Required task:
Rewrite the lines below, putting "crop-monitoring system" wherever "drone-based agriculture pipeline" appears and leaving everything else as it is.
# start of Records for the task
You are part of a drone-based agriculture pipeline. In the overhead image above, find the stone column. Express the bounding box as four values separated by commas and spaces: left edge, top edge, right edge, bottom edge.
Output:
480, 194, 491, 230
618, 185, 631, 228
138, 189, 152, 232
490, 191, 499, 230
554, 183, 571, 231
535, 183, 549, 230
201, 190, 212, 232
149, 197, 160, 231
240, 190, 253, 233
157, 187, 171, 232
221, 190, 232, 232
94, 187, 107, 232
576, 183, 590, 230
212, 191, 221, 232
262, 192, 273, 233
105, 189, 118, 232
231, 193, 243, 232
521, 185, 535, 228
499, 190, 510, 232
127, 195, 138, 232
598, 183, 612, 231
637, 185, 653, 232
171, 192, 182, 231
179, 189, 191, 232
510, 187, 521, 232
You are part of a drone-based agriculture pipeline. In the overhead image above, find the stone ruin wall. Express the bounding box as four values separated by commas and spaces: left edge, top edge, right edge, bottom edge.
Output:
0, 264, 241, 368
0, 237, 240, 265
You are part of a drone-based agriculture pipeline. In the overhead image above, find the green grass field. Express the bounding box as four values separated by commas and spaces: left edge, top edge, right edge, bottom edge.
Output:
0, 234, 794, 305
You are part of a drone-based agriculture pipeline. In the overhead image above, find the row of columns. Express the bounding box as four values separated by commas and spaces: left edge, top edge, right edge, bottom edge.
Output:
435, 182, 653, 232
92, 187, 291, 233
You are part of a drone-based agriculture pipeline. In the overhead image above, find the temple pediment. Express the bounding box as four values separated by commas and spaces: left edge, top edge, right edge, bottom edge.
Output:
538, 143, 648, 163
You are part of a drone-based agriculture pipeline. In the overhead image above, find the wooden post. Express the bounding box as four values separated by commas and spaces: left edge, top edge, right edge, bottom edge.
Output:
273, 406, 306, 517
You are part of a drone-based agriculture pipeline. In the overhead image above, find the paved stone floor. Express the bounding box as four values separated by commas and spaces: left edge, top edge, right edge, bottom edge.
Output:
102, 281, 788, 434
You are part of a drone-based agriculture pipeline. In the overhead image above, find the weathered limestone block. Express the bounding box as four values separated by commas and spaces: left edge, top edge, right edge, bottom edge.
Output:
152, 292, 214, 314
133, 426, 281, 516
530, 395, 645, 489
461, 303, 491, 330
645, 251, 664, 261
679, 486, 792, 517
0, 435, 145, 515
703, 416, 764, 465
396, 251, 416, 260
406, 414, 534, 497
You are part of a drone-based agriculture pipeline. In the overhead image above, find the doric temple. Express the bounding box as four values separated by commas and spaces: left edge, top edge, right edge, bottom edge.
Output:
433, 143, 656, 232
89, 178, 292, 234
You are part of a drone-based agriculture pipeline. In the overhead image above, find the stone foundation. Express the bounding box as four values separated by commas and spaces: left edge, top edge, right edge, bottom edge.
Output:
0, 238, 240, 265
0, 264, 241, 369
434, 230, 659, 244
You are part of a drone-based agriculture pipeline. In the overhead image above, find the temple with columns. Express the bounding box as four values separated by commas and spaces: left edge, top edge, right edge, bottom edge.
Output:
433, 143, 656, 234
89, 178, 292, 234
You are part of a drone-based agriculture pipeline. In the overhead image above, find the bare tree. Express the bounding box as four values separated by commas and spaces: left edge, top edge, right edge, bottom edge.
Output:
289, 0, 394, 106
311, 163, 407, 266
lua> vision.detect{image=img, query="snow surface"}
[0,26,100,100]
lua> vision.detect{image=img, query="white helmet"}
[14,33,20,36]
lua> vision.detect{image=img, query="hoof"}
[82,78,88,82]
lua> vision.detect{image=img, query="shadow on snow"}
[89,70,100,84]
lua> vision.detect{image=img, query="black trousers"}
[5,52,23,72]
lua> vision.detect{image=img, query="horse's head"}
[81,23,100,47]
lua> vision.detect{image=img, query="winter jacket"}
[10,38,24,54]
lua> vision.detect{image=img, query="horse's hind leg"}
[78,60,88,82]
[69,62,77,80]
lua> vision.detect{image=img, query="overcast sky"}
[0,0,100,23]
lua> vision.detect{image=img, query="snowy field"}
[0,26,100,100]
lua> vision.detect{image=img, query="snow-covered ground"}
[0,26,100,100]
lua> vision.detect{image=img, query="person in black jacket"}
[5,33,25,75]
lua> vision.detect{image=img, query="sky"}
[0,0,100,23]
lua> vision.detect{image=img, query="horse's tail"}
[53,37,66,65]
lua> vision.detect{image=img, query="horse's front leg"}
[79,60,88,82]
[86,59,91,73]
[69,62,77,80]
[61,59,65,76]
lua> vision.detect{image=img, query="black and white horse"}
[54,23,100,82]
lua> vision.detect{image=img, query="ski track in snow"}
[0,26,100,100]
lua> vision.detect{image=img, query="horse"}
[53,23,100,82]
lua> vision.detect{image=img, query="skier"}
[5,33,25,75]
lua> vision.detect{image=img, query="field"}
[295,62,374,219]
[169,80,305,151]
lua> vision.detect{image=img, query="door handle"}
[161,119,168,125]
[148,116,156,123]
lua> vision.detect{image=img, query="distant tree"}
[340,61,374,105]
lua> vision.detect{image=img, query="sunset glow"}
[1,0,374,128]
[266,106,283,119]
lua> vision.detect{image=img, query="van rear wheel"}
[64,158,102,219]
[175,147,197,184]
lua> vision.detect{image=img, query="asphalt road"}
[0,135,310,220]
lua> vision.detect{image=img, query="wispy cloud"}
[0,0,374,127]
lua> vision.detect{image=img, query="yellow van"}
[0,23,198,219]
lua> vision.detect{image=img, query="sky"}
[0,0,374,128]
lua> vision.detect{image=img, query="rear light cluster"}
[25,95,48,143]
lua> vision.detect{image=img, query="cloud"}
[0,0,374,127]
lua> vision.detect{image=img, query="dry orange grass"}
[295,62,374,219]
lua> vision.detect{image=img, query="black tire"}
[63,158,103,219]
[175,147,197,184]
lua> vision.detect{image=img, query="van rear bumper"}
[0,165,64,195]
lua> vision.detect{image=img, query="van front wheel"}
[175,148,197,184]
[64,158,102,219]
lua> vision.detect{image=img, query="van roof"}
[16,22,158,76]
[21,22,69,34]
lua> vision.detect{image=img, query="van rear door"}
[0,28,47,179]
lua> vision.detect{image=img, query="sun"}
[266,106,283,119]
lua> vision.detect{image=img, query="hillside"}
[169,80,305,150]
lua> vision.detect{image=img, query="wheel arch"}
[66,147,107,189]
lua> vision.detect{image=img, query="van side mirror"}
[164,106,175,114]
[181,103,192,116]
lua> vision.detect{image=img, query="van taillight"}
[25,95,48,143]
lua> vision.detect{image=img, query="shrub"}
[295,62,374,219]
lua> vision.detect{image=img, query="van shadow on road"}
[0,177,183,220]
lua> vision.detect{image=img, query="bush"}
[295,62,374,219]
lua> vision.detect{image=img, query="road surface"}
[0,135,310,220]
# end of Records for the task
Reply to the task:
You are part of a crop-monitoring system. In the overhead image above, find the stone column. Express the bounding box as four values separated by commas and spaces: left edge, top edge, right edge, bottom edge.
Output:
480, 194, 491, 230
618, 185, 631, 228
138, 189, 152, 232
490, 191, 499, 230
554, 183, 571, 231
535, 183, 549, 230
201, 190, 212, 232
149, 197, 160, 231
240, 190, 253, 233
157, 187, 171, 232
221, 190, 232, 232
94, 187, 107, 232
576, 183, 590, 230
212, 191, 221, 232
262, 192, 273, 233
105, 189, 118, 232
231, 193, 243, 232
521, 185, 535, 228
499, 190, 510, 232
127, 195, 138, 232
598, 183, 612, 231
637, 185, 653, 232
171, 192, 182, 231
179, 189, 191, 232
510, 187, 521, 232
You are part of a crop-monitoring system. In the overhead image above, find the stone ruin wall. Express the bounding box as four values separated by commas and spaces: left edge, top edge, right edge, bottom edge.
Output:
0, 264, 241, 368
0, 237, 240, 265
You are part of a crop-monitoring system. In the overhead image above, find the green grass field. Express the bounding box as four values separated by commas and spaces: left edge, top edge, right edge, bottom edge.
Output:
0, 234, 794, 305
You are part of a crop-monitoring system. In the overhead image above, find the row of columns. Express the bounding box as four values separated by commas and spaces: left edge, top edge, right edge, bottom edge.
Output:
435, 182, 653, 232
92, 187, 291, 233
You are part of a crop-monitoring system. In the overhead image above, find the temple pediment. Express the bounding box as four values separated by commas and spaces: left edge, top edge, right edge, bottom edge.
Output:
538, 143, 648, 163
You are part of a crop-monitoring system. In the overhead image above, find the wooden post. Express the bounding box as four values separated by commas and spaces: left edge, top edge, right edge, bottom edge.
Output:
273, 406, 306, 517
You are part of a crop-monitoring system. In the overhead image above, find the paved stone floor. Express the bounding box as four values separated by commas and spaces: left edge, top edge, right edge, bottom edge.
Output:
102, 281, 788, 434
You are part of a crop-monitoring system. In the overhead image above, find the weathered limestone block. Express the bounding box as four values separated by commas and spaces: left edge, top edge, right edge, bottom edge.
Output:
152, 292, 214, 314
133, 426, 281, 516
530, 395, 645, 489
461, 303, 491, 330
645, 251, 664, 261
679, 486, 792, 517
0, 435, 145, 515
703, 416, 764, 465
396, 251, 416, 260
406, 414, 534, 497
You are part of a crop-monitoring system. In the overhead image above, find the doric temple. Express the bounding box as four values separated by commas and spaces: left edge, top edge, right edge, bottom edge.
Output:
433, 143, 656, 232
89, 178, 292, 234
You are part of a crop-monitoring system. In the overhead image above, find the stone foundation. Express the bounding box as four values separated by commas and spaces: left edge, top edge, right edge, bottom edge.
Output:
0, 238, 240, 265
0, 264, 241, 369
434, 230, 659, 244
You are part of a crop-monitoring system. In the overhead image above, find the temple with columns. Express the bounding box as four values separated by commas and spaces: left edge, top edge, right edge, bottom edge.
Output:
433, 143, 656, 234
89, 178, 292, 234
You are part of a crop-monitoring system. In the overhead image above, find the bare tree. Express the bounding box as four values separated by commas and spaces: left edge, top edge, right edge, bottom edge.
Output:
289, 0, 394, 106
311, 163, 407, 266
lua> vision.detect{image=img, query="snow surface"}
[0,26,100,100]
lua> vision.detect{image=img, query="white helmet"}
[14,33,20,36]
lua> vision.detect{image=img, query="hoof"}
[82,78,88,82]
lua> vision.detect{image=img, query="shadow on snow"}
[89,70,100,84]
lua> vision.detect{image=img, query="black trousers"}
[5,52,23,72]
lua> vision.detect{image=img, query="horse's head"}
[81,23,100,47]
lua> vision.detect{image=img, query="winter jacket"}
[10,38,24,54]
lua> vision.detect{image=img, query="horse's hind leg"}
[78,60,88,82]
[69,62,77,80]
lua> vision.detect{image=img, query="overcast sky"}
[0,0,100,23]
lua> vision.detect{image=img, query="snowy field"}
[0,26,100,100]
lua> vision.detect{image=img, query="snow-covered ground"}
[0,26,100,100]
lua> vision.detect{image=img, query="person in black jacket"}
[5,33,25,75]
lua> vision.detect{image=img, query="sky"}
[0,0,100,23]
lua> vision.detect{image=img, query="horse's tail"}
[53,37,66,65]
lua> vision.detect{image=img, query="horse's front leg"}
[79,60,88,82]
[86,59,91,73]
[69,62,77,80]
[61,59,65,76]
lua> vision.detect{image=img, query="black and white horse"}
[54,23,100,82]
lua> vision.detect{image=img, query="ski track in snow"}
[0,26,100,100]
lua> vision.detect{image=img, query="horse"}
[53,23,100,82]
lua> vision.detect{image=img, query="skier"}
[5,33,25,75]
lua> vision.detect{image=img, query="field"}
[295,62,374,219]
[169,80,305,151]
lua> vision.detect{image=img, query="door handle"}
[161,119,168,125]
[148,116,156,123]
lua> vision.detect{image=img, query="distant tree"}
[340,61,374,105]
lua> vision.detect{image=img, query="sunset glow"}
[1,0,374,128]
[266,106,283,119]
lua> vision.detect{image=img, query="van rear wheel"}
[64,158,102,219]
[175,147,197,184]
lua> vision.detect{image=img, query="asphalt road"}
[0,135,310,220]
lua> vision.detect{image=img, query="wispy cloud"}
[0,0,374,127]
lua> vision.detect{image=img, query="yellow van"}
[0,23,198,219]
lua> vision.detect{image=img, query="sky"}
[0,0,374,128]
lua> vision.detect{image=img, query="rear light cluster"}
[25,95,48,143]
lua> vision.detect{image=img, query="cloud"}
[0,0,374,127]
lua> vision.detect{image=img, query="dry orange grass"}
[295,62,374,219]
lua> vision.detect{image=img, query="black tire"}
[63,158,103,219]
[175,147,197,184]
lua> vision.detect{image=img, query="van rear bumper"}
[0,165,64,195]
lua> vision.detect{image=img, query="van front wheel"}
[175,148,197,184]
[64,158,102,219]
lua> vision.detect{image=img, query="van roof"}
[16,22,158,76]
[21,22,69,34]
lua> vision.detect{image=img, query="van rear door"}
[0,28,47,179]
lua> vision.detect{image=img, query="sun"}
[266,106,283,119]
lua> vision.detect{image=img, query="hillside"}
[169,80,305,150]
lua> vision.detect{image=img, query="wheel arch"}
[66,147,107,189]
lua> vision.detect{image=img, query="van side mirror"}
[164,106,175,114]
[181,103,192,116]
lua> vision.detect{image=img, query="van taillight"}
[25,95,48,143]
lua> vision.detect{image=img, query="shrub"}
[295,62,374,219]
lua> vision.detect{image=img, query="van shadow on road"}
[0,177,183,220]
lua> vision.detect{image=img, query="bush"}
[295,62,374,219]
lua> vision.detect{image=img, query="road surface"}
[0,135,310,220]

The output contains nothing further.